Recorded information:
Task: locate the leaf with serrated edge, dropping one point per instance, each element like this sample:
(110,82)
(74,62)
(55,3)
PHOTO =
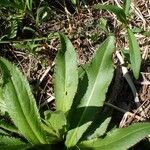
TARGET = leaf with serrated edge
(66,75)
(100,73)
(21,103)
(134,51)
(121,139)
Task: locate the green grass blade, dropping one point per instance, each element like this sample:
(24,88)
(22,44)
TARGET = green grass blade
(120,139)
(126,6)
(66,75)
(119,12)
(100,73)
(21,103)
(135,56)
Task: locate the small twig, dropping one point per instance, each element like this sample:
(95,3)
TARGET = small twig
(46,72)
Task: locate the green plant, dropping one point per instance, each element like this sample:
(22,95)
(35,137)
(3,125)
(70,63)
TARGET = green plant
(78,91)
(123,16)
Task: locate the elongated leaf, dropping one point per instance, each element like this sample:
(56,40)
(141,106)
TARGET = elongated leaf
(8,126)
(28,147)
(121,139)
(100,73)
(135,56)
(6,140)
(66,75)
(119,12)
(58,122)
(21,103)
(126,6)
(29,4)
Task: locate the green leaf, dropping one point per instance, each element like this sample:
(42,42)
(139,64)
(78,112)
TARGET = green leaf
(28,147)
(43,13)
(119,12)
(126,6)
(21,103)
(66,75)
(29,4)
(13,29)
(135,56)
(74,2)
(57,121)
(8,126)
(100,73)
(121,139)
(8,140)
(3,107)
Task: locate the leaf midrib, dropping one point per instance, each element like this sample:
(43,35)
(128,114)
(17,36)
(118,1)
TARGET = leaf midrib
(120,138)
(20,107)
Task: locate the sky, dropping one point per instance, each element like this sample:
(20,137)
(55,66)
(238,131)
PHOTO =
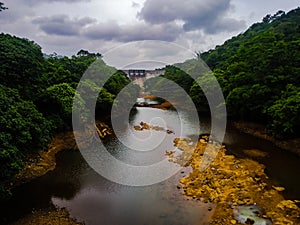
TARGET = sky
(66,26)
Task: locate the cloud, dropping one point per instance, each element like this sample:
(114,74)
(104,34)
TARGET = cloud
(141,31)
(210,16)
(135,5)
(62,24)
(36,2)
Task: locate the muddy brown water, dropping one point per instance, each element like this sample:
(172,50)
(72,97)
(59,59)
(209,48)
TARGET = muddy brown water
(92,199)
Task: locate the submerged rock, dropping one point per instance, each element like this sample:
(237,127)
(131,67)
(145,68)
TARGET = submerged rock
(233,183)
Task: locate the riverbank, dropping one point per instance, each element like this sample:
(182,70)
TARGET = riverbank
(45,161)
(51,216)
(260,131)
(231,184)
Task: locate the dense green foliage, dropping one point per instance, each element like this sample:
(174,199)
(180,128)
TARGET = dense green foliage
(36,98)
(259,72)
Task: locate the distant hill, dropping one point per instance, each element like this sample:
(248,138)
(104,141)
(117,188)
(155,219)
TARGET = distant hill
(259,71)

==

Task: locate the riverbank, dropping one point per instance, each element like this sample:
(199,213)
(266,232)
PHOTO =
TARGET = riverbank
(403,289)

Required work: Find each line of the material above that contains the string "rock", and copy those lines out. Case counts.

Task solution:
Task: locate the submerged rock, dropping one point per instance, each element like this sample:
TARGET = submerged rock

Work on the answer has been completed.